▶ [What needs to be done]: Every record that follows should be printed verbatim.

▶ [Data entries]:
···

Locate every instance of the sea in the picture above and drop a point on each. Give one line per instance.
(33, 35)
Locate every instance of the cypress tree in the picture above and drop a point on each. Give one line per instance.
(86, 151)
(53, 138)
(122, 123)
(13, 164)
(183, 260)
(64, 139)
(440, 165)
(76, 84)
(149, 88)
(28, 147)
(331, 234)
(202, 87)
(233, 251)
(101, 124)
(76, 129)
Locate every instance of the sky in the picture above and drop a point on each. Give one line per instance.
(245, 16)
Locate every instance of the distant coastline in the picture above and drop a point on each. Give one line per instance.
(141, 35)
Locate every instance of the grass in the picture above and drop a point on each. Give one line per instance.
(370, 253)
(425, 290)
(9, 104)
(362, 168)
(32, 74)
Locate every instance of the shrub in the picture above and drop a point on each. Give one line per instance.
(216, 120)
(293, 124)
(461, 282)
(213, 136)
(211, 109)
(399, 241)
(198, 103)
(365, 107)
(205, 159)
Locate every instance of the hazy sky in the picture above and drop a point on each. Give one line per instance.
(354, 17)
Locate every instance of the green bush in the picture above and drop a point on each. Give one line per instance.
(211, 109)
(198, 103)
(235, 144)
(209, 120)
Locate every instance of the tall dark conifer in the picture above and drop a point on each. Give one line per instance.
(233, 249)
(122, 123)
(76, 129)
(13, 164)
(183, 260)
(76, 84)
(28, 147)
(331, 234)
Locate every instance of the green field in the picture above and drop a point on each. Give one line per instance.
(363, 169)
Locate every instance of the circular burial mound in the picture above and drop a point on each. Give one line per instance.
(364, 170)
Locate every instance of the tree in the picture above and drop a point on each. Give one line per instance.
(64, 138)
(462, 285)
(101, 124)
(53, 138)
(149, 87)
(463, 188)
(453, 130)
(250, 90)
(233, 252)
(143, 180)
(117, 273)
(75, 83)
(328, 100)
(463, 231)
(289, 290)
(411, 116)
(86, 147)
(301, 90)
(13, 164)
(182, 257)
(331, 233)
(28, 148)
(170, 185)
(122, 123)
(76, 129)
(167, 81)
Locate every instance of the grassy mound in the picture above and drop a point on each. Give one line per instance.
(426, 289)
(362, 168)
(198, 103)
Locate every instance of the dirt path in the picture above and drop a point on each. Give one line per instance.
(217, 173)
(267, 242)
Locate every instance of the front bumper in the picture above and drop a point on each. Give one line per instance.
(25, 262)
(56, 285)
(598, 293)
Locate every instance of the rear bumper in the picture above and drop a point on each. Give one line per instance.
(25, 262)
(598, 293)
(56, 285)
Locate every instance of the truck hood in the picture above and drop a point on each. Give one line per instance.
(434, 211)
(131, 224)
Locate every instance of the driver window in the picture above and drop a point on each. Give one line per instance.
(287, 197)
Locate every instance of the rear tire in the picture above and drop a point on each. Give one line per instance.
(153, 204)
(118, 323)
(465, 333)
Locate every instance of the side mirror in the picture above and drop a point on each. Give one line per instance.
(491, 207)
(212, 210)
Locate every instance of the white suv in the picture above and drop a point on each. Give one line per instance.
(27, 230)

···

▶ [Solution for this task]:
Locate every instance of the sea in the picture above and drop a point on each. Give one line per instance.
(33, 35)
Locate every instance of the cypress tree in the picture above and drop a point on each. Give one line per instance.
(86, 151)
(53, 138)
(122, 123)
(13, 164)
(183, 260)
(64, 139)
(440, 165)
(76, 84)
(149, 88)
(28, 147)
(331, 234)
(202, 87)
(233, 251)
(101, 124)
(76, 129)
Locate every instance of the sky in the picture above and drop a point on each. Give one line per instance.
(245, 16)
Locate every instance of the distant coastline in the picture above and drop a point on each. Give one line per instance.
(141, 35)
Locate every instance of the grass in the picture above and drop a point on each. Give one line per instance.
(370, 253)
(425, 290)
(9, 104)
(362, 168)
(32, 74)
Locate every instance of the shrub in the picture above and drop a point on each. Give one line per instance.
(216, 120)
(293, 124)
(461, 282)
(213, 136)
(211, 109)
(399, 241)
(198, 103)
(365, 107)
(205, 159)
Locate every instance of the hazy sky in the picture above and drop a point on each. Give one line per instance.
(354, 17)
Locate every instance of the green bush in the picture above and drop a point on each. Give one line per instance.
(211, 109)
(198, 103)
(235, 144)
(209, 120)
Locate every instance of the tall dark conifer in the picture above and drop a point on each. Give one line per instance.
(233, 249)
(122, 123)
(76, 129)
(13, 164)
(183, 260)
(76, 84)
(28, 147)
(331, 234)
Locate every instance of the green field in the picture above and drop a point on each. Give one line per instance.
(363, 169)
Locate every instance of the circular burial mound in the picture above and drop a point on each. Give one line per instance.
(364, 170)
Locate every instance of the tree in the picture above and drop a point on each. Give one line per instance.
(64, 138)
(462, 285)
(101, 124)
(53, 138)
(149, 87)
(463, 188)
(453, 130)
(250, 90)
(233, 252)
(143, 180)
(117, 273)
(75, 83)
(328, 100)
(463, 231)
(289, 290)
(411, 116)
(86, 147)
(301, 90)
(13, 164)
(182, 257)
(331, 233)
(28, 148)
(170, 185)
(122, 123)
(76, 129)
(167, 81)
Locate every instance of the grassy mound in the picture above and drop a point on each. Give one line per instance.
(426, 289)
(362, 168)
(198, 103)
Locate every instance of the dirt path in the picture above and drop a point on each. Give one line per instance.
(217, 173)
(267, 242)
Locate every instance of the front bumper in the picture above and drop a point on each. Give one line per instance.
(25, 262)
(56, 285)
(598, 293)
Locate every instance of the rear bumper in the picture above and drop a point on each. Give one line per instance.
(25, 262)
(598, 293)
(56, 285)
Locate every instance of the truck hood in the picture above and drop a point on each. Give one line per instance.
(434, 211)
(131, 224)
Locate every instance of the driver window in the picture above and drop a point on each. Give one line per instance.
(287, 197)
Locate every instance of the rear tire in the picture above and drop a point on each. Give one line per instance.
(153, 204)
(118, 323)
(465, 333)
Locate every instance of the side mirror in the picture above and drop a point on each. Give one line per instance.
(491, 207)
(212, 210)
Locate every instance of the white suv in the picture above and drop a point on each. Give one line per instance.
(27, 230)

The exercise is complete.